> [Task to carry out] Reproduce everything from the line containing "shoulder in the photo above." down to the last of the lines below, requests included, and give only those lines. Scale every coordinate in the answers by 1.25 and round each to a whole number, with halves rounded up.

> [Data excerpts]
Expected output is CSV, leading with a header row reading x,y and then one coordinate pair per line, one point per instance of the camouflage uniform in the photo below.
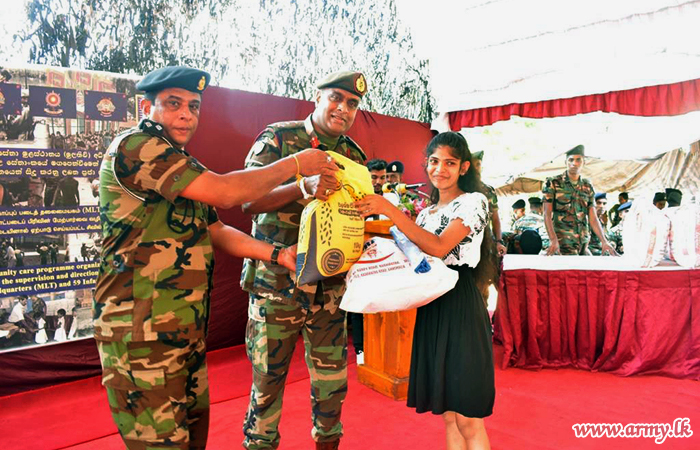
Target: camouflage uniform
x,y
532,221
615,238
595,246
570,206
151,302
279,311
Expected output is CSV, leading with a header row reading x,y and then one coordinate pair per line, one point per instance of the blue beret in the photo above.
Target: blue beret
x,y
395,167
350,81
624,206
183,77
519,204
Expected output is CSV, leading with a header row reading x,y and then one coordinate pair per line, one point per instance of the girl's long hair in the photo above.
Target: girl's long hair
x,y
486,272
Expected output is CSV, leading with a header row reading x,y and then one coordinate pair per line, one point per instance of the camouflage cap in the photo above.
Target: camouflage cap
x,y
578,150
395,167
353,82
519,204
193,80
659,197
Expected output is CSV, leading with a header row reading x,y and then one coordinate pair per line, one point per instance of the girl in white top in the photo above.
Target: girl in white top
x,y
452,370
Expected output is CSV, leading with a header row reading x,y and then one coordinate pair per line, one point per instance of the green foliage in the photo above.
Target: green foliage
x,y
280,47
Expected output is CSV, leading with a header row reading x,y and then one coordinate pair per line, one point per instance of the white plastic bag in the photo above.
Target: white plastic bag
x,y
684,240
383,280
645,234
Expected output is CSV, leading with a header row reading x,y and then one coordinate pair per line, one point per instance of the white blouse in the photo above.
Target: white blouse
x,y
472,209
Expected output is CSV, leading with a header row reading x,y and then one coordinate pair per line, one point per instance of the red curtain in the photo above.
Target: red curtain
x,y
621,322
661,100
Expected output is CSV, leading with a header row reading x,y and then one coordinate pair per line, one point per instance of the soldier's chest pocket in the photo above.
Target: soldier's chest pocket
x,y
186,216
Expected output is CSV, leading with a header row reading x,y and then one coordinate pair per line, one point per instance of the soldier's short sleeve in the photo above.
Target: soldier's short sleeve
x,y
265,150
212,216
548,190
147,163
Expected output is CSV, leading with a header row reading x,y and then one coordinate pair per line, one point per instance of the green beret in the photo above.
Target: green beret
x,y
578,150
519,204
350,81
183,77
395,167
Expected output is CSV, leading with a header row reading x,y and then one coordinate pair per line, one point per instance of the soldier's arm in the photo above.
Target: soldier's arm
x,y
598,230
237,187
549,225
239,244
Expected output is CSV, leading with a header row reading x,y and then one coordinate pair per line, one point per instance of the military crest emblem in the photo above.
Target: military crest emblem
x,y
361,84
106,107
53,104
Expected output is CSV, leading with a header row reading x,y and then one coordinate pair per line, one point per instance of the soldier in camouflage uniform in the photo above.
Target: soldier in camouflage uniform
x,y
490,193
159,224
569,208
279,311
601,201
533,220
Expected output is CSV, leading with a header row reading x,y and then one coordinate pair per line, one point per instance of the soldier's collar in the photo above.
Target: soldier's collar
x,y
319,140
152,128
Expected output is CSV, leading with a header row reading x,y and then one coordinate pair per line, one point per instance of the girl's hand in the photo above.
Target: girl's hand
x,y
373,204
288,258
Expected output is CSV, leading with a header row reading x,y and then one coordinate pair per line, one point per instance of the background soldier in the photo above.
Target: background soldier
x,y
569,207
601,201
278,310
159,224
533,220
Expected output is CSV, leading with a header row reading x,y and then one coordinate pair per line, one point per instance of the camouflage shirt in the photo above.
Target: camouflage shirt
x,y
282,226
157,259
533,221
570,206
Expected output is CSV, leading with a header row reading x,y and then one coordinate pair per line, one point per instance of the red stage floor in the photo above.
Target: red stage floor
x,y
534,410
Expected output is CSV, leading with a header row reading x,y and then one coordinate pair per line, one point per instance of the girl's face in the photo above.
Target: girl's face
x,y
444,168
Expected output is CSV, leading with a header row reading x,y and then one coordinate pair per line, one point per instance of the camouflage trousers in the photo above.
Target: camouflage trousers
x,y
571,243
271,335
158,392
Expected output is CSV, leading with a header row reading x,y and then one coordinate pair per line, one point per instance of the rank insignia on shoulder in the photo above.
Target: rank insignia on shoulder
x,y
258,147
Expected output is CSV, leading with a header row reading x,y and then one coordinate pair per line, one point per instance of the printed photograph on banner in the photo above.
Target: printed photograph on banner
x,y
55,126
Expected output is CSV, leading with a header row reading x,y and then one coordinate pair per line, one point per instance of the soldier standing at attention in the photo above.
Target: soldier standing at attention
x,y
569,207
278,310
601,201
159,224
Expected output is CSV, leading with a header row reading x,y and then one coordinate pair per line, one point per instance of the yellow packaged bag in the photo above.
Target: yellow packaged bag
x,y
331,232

> [Exercise answer]
Expected output is CSV, leading with a header row reading x,y and then one coordinate pair per line, one point per instance of the rank insignia on shoulder in the photo above.
Target: rank insignia on shoulder
x,y
323,184
Expected output is CSV, leading with a header row reading x,y and then one coordinate pair per line, one point per instance of the printed photograph on banner in the photo above.
Target: printed photograph on banner
x,y
69,158
Expected output is CSV, leading with a header row reading x,y and then one coordinate pair per line, one point per instance of the soldier standing at attention in the photo above.
Target: soldier standing at attention
x,y
711,259
348,388
751,251
199,280
Expected output is CSV, leading with a header row reading x,y and then one coordinate pair per line, one point per instance of the yellow packaged bag in the photo above.
Target: yellow packaged bag
x,y
414,290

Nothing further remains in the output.